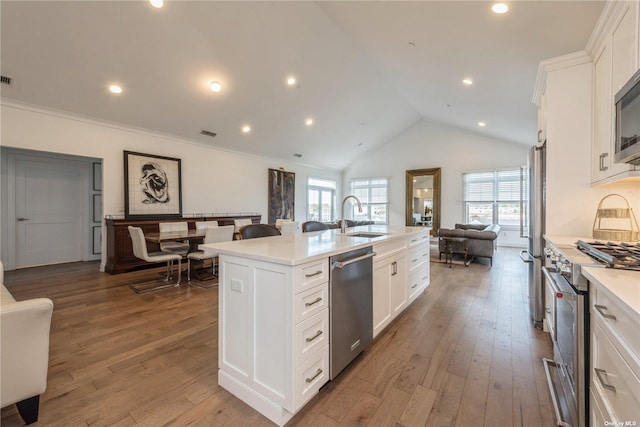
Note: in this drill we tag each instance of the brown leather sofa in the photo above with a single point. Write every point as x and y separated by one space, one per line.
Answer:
481 239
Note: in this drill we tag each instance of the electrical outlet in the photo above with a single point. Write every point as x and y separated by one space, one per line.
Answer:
237 285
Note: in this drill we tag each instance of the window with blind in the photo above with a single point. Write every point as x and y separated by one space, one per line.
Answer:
321 200
495 197
373 195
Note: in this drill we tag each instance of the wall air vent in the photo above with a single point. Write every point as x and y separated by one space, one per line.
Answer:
208 133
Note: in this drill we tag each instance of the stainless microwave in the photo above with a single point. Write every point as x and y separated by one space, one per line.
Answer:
627 130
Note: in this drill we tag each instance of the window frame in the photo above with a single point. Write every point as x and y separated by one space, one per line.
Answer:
321 189
515 178
367 204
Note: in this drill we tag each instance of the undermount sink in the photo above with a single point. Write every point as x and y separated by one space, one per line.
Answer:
368 235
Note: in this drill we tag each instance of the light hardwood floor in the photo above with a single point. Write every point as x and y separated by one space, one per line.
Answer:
464 354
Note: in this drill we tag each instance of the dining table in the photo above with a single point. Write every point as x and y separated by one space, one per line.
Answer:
193 235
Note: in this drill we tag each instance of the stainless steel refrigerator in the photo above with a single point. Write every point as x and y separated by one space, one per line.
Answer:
534 256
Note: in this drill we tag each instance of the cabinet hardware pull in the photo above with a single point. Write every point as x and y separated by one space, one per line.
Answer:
342 264
317 300
318 372
601 309
603 156
314 337
313 274
599 373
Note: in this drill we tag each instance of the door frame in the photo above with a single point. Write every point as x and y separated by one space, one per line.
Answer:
9 156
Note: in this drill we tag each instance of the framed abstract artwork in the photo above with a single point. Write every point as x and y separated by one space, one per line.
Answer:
152 186
282 187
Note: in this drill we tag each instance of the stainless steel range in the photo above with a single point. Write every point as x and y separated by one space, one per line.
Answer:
613 255
568 372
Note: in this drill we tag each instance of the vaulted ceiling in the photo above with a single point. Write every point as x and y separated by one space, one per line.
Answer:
365 71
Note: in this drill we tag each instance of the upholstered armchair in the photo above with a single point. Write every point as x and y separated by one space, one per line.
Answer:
481 239
24 351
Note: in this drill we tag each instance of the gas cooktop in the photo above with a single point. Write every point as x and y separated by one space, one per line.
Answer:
613 255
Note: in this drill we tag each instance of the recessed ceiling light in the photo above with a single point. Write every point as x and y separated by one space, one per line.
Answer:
500 8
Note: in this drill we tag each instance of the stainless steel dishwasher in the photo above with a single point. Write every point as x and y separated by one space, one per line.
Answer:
351 313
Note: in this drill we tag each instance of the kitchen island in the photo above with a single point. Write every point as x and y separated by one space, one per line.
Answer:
273 349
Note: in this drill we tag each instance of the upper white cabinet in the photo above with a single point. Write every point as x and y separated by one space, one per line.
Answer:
614 49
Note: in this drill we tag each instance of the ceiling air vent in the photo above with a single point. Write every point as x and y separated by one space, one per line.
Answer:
208 133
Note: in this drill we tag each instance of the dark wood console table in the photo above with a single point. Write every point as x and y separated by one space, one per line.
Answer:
120 258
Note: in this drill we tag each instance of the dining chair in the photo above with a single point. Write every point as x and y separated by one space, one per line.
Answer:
213 235
253 231
314 226
290 227
279 222
140 251
180 248
239 223
203 225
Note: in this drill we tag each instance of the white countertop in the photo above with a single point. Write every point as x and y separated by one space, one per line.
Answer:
566 241
304 247
623 284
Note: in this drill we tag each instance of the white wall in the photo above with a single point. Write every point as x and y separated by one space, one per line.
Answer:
571 201
213 180
429 145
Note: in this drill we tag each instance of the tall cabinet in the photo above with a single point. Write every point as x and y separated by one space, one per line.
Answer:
563 97
614 49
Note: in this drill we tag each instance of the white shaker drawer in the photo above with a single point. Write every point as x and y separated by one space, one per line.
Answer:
417 256
419 277
310 302
386 247
310 376
619 325
612 378
311 274
311 335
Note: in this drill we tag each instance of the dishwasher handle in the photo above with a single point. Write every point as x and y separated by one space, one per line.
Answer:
342 264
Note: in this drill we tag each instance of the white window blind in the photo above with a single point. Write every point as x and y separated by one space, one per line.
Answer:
498 197
373 195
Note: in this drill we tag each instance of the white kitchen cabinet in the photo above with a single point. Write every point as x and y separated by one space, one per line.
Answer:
398 282
389 282
274 333
615 59
417 265
615 359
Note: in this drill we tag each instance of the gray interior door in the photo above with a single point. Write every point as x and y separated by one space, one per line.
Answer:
48 211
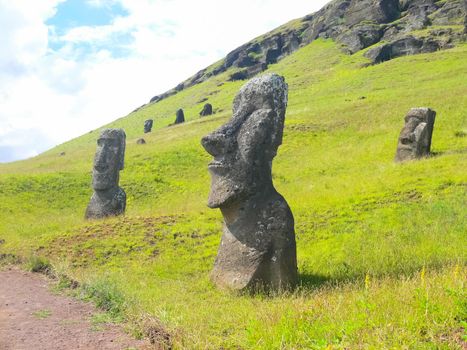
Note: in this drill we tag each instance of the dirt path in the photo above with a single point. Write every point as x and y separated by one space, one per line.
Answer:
31 318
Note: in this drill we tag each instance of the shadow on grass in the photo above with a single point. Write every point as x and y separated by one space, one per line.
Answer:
313 282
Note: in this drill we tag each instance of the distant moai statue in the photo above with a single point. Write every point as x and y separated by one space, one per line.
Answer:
258 249
108 198
180 117
148 125
415 138
207 110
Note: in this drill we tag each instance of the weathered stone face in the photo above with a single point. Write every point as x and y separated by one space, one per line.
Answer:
108 199
109 158
415 137
180 117
258 244
148 126
207 110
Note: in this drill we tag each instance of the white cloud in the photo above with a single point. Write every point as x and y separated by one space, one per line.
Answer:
65 92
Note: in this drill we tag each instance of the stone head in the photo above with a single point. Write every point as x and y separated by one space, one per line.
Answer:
244 147
109 159
415 137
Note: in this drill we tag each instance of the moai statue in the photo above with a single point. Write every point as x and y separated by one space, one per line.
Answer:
108 198
415 137
258 249
148 126
180 117
207 110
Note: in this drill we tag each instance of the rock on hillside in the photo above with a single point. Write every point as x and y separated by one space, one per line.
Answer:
356 24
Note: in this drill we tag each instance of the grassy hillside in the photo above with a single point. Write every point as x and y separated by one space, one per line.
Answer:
381 246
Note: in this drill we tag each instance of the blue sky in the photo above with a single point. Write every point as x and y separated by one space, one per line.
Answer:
73 14
70 66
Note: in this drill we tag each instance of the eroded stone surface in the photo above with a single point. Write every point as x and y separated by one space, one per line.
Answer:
207 110
108 198
356 24
148 125
415 137
258 248
179 117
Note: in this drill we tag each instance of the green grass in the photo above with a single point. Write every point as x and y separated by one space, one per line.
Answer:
359 216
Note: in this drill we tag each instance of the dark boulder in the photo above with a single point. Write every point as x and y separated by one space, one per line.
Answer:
179 117
207 110
452 12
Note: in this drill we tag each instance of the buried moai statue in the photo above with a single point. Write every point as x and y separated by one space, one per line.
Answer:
108 198
415 137
207 110
148 126
258 249
179 117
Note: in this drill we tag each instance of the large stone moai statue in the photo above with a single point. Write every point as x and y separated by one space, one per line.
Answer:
179 117
148 125
108 198
415 137
258 248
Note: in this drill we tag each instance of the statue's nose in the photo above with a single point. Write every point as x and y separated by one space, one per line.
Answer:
214 144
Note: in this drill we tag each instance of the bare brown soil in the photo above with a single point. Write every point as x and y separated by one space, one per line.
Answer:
32 318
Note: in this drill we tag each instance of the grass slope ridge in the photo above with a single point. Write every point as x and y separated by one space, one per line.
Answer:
381 246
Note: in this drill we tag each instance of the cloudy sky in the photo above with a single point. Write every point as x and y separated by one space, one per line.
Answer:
70 66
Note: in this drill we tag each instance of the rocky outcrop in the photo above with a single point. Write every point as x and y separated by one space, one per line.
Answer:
403 47
207 110
356 24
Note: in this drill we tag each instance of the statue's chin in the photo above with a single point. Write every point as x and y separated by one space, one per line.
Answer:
102 186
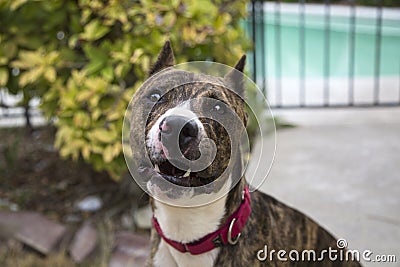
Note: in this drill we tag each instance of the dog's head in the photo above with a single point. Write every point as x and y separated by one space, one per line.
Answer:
192 123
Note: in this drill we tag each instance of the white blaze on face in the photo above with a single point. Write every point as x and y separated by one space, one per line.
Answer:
152 140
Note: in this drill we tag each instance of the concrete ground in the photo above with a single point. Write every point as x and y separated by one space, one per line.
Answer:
342 168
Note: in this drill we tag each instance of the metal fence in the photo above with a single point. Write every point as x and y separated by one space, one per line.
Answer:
288 38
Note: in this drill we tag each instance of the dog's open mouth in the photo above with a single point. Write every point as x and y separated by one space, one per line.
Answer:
180 177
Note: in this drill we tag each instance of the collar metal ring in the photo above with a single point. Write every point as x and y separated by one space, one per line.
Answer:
236 238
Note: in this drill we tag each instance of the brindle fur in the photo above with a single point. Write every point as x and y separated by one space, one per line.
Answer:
271 222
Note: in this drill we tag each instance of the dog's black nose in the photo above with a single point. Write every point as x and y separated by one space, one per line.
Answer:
173 126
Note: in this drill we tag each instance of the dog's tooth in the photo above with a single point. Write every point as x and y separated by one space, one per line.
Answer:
187 174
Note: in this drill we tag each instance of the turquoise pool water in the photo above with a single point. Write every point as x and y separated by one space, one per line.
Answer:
340 33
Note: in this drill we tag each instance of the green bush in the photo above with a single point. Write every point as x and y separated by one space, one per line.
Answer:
86 58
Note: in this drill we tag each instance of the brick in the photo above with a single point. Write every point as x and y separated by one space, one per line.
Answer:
83 243
130 250
33 229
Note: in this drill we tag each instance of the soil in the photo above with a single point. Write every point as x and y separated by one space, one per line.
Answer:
34 177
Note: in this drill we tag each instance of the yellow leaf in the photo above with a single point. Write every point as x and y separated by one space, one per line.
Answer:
107 154
102 135
86 152
50 74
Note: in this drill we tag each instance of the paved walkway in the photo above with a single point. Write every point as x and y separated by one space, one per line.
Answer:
342 168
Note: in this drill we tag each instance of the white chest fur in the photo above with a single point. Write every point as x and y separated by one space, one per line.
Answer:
186 225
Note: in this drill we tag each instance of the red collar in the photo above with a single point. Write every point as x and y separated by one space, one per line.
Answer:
227 234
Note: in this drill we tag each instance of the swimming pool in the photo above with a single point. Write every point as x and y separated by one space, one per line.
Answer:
304 51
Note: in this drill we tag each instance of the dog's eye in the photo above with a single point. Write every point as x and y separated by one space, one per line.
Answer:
154 97
219 109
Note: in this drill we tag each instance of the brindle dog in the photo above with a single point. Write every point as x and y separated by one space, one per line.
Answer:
271 222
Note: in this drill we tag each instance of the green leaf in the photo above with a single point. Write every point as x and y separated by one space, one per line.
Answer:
94 30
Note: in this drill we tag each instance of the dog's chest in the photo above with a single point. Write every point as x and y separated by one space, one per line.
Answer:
186 225
167 256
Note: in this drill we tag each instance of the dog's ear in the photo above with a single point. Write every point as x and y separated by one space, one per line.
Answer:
234 78
165 59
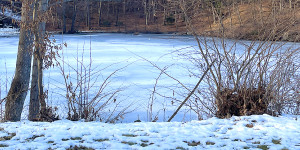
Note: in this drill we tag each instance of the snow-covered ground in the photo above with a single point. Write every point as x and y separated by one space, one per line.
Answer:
251 132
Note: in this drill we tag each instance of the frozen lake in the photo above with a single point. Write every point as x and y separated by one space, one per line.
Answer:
110 52
138 59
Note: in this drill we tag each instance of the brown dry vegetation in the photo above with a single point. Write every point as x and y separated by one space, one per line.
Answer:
252 20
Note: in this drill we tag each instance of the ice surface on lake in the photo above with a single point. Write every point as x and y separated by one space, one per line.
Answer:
112 52
136 79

Task brief> Reproduce, word for word, every line from the one that contains "the dog's eye" to the end of the data, including both ends; omit all pictures.

Final result>
Note: in this drill we tag each instance of the dog's eye in the photo above with a single point. Write every point as x and y separated by one space, one per line.
Answer:
154 97
219 109
Note: in this drill we tag each instance of the brindle dog in the photo above with a single point. Write every point as x and y separated by one space, one per line.
Answer:
271 222
Note: in this drill we tag each instance of the green leaf in the photo above with a single point. Write every point as x and y separated by one space, one per line.
Answer:
94 30
Note: in this drill we tag each instance of the dog's chest in the photo above with a single point. Write every point as x and y separated by one space, one per line.
Answer:
186 225
167 256
Note: in this drill we tag each instance of the dog's ear in the photo above with a single point. Write every point as x and y separated by one space, one per line.
Answer:
234 78
165 59
Note: in this drill we tag each instance of the snow-covered ground in the photo above with a single point. Write every point as x and y separated by one space, one per line.
Answer:
251 132
Note: in this drill we tag each instance of the frozen lake in the photo above with a single point. Write every point as x and y separated by one space, one per line.
Answer:
110 52
138 59
Note: in this drill we tag each instance of the brown dry vegetation in the photo above with a single point. Write every point as x and y separated by one space, one per line.
Answer:
252 20
Note: in this drill we tag each instance of the ice surface on lake in the photo above with a single point. Write every point as x and y separated by one space, one per line.
Answer:
112 52
136 79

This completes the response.